[STATED TASK] Reproduce the data below in full, replacing "crop-scouting log" with "site survey log" wherever it occurs and keeping everything else the same.

Begin EXERCISE MATERIAL

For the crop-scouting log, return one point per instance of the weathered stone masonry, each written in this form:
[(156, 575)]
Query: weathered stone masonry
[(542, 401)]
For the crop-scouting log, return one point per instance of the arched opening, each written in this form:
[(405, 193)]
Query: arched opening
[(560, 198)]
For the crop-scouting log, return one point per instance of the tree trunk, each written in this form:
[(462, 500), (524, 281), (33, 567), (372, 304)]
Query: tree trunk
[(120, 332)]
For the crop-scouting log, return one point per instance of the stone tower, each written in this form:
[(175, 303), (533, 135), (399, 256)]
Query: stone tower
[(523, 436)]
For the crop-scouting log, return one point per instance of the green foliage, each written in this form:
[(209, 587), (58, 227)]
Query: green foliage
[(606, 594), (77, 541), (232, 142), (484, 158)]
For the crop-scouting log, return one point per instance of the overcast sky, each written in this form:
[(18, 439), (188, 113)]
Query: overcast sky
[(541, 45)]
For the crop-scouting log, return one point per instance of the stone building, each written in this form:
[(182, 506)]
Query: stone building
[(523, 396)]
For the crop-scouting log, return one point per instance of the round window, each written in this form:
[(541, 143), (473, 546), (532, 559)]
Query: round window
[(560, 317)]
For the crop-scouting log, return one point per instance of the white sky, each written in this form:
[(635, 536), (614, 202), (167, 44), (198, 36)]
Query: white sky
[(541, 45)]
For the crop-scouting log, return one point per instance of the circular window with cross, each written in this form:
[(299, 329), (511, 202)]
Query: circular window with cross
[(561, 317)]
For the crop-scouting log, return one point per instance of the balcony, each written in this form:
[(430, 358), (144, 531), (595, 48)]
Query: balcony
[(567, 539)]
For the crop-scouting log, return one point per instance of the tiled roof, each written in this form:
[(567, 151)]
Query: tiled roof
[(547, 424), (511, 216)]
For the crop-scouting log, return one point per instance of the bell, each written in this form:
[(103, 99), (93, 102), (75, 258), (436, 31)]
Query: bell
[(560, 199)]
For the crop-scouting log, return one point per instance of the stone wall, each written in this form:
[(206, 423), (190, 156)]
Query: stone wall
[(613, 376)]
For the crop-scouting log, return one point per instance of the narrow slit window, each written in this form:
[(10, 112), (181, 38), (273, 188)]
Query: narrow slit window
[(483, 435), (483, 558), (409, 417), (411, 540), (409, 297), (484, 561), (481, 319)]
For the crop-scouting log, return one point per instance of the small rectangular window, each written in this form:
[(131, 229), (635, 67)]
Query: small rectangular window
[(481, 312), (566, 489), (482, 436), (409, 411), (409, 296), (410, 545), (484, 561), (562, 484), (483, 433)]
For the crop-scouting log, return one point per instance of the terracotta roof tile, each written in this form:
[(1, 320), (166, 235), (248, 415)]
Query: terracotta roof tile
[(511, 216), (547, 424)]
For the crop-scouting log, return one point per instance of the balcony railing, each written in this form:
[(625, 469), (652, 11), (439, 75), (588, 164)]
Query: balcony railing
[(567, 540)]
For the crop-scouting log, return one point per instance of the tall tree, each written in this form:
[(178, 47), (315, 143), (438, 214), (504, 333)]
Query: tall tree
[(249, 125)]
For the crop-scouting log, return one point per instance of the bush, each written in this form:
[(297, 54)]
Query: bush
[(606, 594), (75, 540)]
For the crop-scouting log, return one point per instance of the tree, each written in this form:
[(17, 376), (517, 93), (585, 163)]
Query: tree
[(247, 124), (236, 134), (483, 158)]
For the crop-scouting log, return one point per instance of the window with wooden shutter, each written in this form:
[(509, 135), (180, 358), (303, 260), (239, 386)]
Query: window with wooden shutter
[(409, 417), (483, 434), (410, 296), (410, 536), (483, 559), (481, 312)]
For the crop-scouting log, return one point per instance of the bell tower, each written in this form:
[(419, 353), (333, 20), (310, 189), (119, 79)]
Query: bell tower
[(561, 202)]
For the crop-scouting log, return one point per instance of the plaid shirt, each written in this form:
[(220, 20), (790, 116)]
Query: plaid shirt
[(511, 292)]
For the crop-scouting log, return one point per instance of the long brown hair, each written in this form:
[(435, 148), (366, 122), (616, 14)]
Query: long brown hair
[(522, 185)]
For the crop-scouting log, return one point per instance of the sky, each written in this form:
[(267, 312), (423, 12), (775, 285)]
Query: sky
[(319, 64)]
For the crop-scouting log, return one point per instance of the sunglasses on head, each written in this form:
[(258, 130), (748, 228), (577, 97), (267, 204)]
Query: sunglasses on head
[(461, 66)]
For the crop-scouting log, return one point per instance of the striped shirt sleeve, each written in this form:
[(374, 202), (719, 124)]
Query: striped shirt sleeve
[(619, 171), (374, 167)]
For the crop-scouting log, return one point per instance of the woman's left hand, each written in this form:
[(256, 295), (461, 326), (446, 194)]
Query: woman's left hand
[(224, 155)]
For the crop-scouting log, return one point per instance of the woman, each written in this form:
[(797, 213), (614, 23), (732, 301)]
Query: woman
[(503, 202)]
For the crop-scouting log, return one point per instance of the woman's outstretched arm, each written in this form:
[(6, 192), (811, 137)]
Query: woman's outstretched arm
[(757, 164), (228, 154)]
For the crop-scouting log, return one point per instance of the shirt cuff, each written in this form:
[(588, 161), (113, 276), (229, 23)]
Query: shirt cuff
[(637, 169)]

End EXERCISE MATERIAL

[SOLUTION TO THIS PROBLEM]
For the site survey log, return one point per instance of the weathered stone masonry, each written in this form:
[(156, 575)]
Query: weathered stone masonry
[(542, 401)]
For the site survey log, return one point per instance of the arched opening, each written in this form:
[(405, 193)]
Query: arched opening
[(560, 198)]
For the site survey log, return one point per instance of the tree trunk, each written in this form:
[(462, 500), (524, 281), (33, 567), (372, 304)]
Query: tree trunk
[(120, 332)]
For the site survey log, return one point per instance of the stone tower, each written in this form:
[(175, 303), (533, 135), (399, 256)]
Query: stone tower
[(523, 436)]
For the site survey log, return one point per instance of the green foliage, each written in this form:
[(209, 587), (58, 227)]
Query: green foliage
[(606, 594), (77, 541), (232, 142), (484, 158)]
For the site survey log, return one point per instance of the overcast sky, each written in this form:
[(18, 439), (188, 113)]
Query: overcast sky
[(541, 45)]
For the site survey log, return one point per instance of the stone building, each written in this form:
[(182, 506)]
Query: stone building
[(523, 396)]
For the site survey log, return one point per instance of the round window, each written in this form:
[(541, 143), (473, 546), (532, 559)]
Query: round window
[(560, 317)]
For the site survey log, return one point per instance of the white sky, each written in this form:
[(635, 536), (614, 202), (167, 44), (198, 36)]
Query: white sky
[(541, 45)]
For the site survey log, return one point per instance of the circular window with cross, each written in this form:
[(299, 329), (511, 202)]
Query: circular window with cross
[(561, 317)]
For the site survey log, return one point per instance of the balcony, each written in this form:
[(430, 358), (144, 531), (595, 48)]
Query: balcony
[(567, 539)]
For the site survey log, return one point per instance of the tiled roof, each written in this form:
[(567, 151)]
Query: tiled roof
[(547, 424), (511, 216)]
For the site survey log, return one point per instance of the bell, each written in this form:
[(103, 99), (93, 102), (75, 258), (436, 31)]
Query: bell
[(560, 199)]
For the site survey log, return one point per instance of the stone wall, each written in this form:
[(206, 423), (190, 156)]
Query: stone wall
[(613, 376)]
For the site survey log, return one point per instance of the narrow slit window, each written in this form:
[(10, 112), (181, 38), (273, 188)]
Query: narrow slit window
[(483, 435), (483, 558), (409, 417), (411, 540), (409, 297), (484, 561), (481, 319)]
For the site survey log, return one point per instance of the small rectangular window, each written in this form:
[(131, 229), (635, 67)]
Query: small rectangular window
[(481, 312), (566, 489), (482, 436), (409, 411), (409, 296), (410, 545), (484, 561), (562, 484), (483, 433)]
For the site survey log, return one point per instance of the terracotta roof tile, each written in this form:
[(1, 320), (166, 235), (248, 415)]
Query: terracotta roof tile
[(511, 216), (547, 424)]
For the site survey log, return one point per instance of the balcony railing, each written in this form:
[(625, 469), (652, 11), (439, 75), (588, 164)]
Query: balcony railing
[(567, 540)]
For the site survey log, return one point per instance of the tall tree, each written in this form:
[(178, 47), (315, 143), (438, 214), (504, 333)]
Query: tall tree
[(249, 125)]
For the site survey log, return one point per instance of the bush, each written in this form:
[(297, 54)]
Query: bush
[(606, 594), (75, 540)]
For the site survey log, return one point per instance of the tree, each written in this form:
[(17, 376), (517, 93), (585, 163)]
Query: tree
[(247, 124), (236, 134), (483, 158)]
For the site survey log, return one point per instance of the window with wooden shutter, each written in this form:
[(509, 135), (180, 358), (303, 260), (239, 386)]
Query: window with wooden shutter
[(409, 417), (483, 434), (410, 296), (410, 536), (483, 559), (481, 312)]
For the site survey log, return one point per instance of the bell tower, each written in this form:
[(419, 353), (333, 20), (310, 189), (119, 79)]
Query: bell tower
[(561, 202)]
For the site survey log, return one point per instance of the plaid shirt, each written in this form:
[(220, 20), (790, 116)]
Query: plaid shirt
[(511, 292)]
For the site survey log, return one point per instance of the long brown hair, each written in this form:
[(435, 148), (366, 122), (616, 14)]
Query: long brown hair
[(522, 185)]
For the site survey log, return one point per instance of the sky, each written in this form:
[(267, 312), (423, 12), (775, 285)]
Query: sky
[(319, 64)]
For the site survey log, return one point per instance of the sunglasses on head, each written in this form:
[(258, 130), (748, 228), (577, 97), (267, 204)]
Query: sunglasses on head
[(461, 66)]
For the site survey log, return one point per instance of the striped shirt sleeve, each written in this form:
[(374, 202), (719, 124)]
Query: striped shirt sleeve
[(619, 171), (374, 167)]
For the site survey log, return one point per instance of the woman's left hand, each written in this form:
[(256, 295), (461, 326), (446, 194)]
Query: woman's left hand
[(224, 155)]
For the site survey log, return one point per instance of the woman, each written in this form:
[(797, 213), (614, 23), (732, 301)]
Query: woman
[(503, 202)]
For the site survey log, return one point per instance of the woman's outstretched arm, each written in this form:
[(6, 192), (811, 137)]
Query: woman's outstretched arm
[(757, 164), (228, 154)]
For the site survey log, return one point per instance of the shirt cuff, each written in this form:
[(588, 161), (113, 276), (229, 23)]
Query: shirt cuff
[(637, 169)]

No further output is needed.